> [Set exercise]: Return the lines below word for word, with the pictures left out.

** Begin Exercise materials **

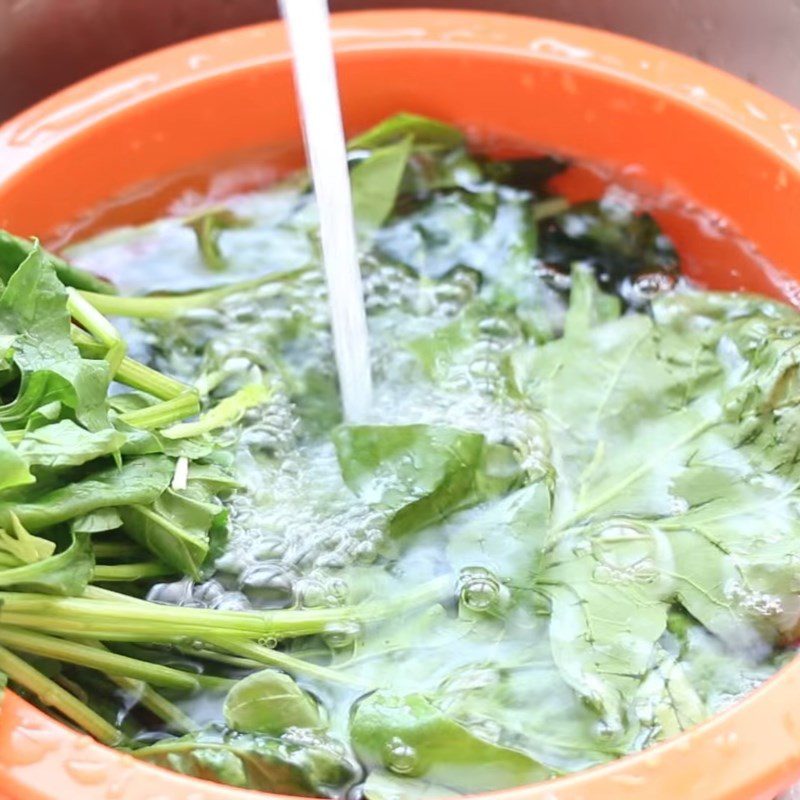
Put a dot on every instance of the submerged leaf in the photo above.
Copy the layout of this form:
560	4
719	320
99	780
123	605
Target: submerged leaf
311	766
409	735
422	473
269	702
33	310
66	573
65	444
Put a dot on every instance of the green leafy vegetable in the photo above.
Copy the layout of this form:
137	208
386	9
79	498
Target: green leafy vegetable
66	444
269	702
411	736
422	473
208	226
33	310
66	573
311	766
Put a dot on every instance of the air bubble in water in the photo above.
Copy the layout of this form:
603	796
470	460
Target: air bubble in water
400	757
479	589
341	634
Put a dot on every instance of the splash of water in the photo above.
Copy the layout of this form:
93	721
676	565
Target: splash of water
320	111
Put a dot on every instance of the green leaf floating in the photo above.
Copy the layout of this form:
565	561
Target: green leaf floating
422	473
66	573
313	766
269	702
409	735
33	312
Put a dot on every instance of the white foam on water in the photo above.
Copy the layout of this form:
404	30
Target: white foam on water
320	112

** End Exercise materials **

> [The answer]:
Put a dot on every instance of the submerged leaf in the photo above.
Copy the layout of this form:
560	4
719	320
99	780
123	605
Target: submerged leaf
311	766
409	735
422	473
269	702
33	310
66	573
65	444
Put a dot on every instance of the green leafy vegetable in the photo above.
Copy the layout of this form:
137	208
386	9
79	498
Target: green leafy vegetable
66	444
269	702
411	736
422	473
208	226
33	310
66	573
311	766
Put a dot on every instance of the air bubble in water in the photo above.
Copy the layout of this form:
603	796
470	460
Target: air bubble in water
400	757
479	589
341	634
Put a dot on every instance of the splash of water in the photo above.
Copy the layout of this form:
93	721
676	565
Target: splash of water
320	111
Put a dot on every instance of the green leaf floating in the photo above.
Copy the layout of this form:
565	561
Target: green leaf floating
422	473
66	573
313	766
269	702
409	735
33	312
Put a dot on every instance of the white foam on water in the photo above.
Copy the layout of this form:
404	30
Target: white foam on water
320	112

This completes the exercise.